Rows from a dataset:
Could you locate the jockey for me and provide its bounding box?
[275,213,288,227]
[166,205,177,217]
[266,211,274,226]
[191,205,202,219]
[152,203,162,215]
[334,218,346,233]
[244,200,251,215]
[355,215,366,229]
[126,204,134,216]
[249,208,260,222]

**Exercise directions**
Express every line of the rows above as a JSON list of strings, with one string for each line and any blank lines omitted.

**Written response**
[
  "Could you locate the jockey for me and provide its bounding box?",
  "[275,213,288,227]",
  "[166,205,177,217]",
  "[266,211,274,226]",
  "[191,205,202,219]",
  "[152,203,162,215]",
  "[334,218,346,233]",
  "[244,200,251,215]",
  "[355,215,366,229]",
  "[126,204,134,216]",
  "[249,208,260,222]"
]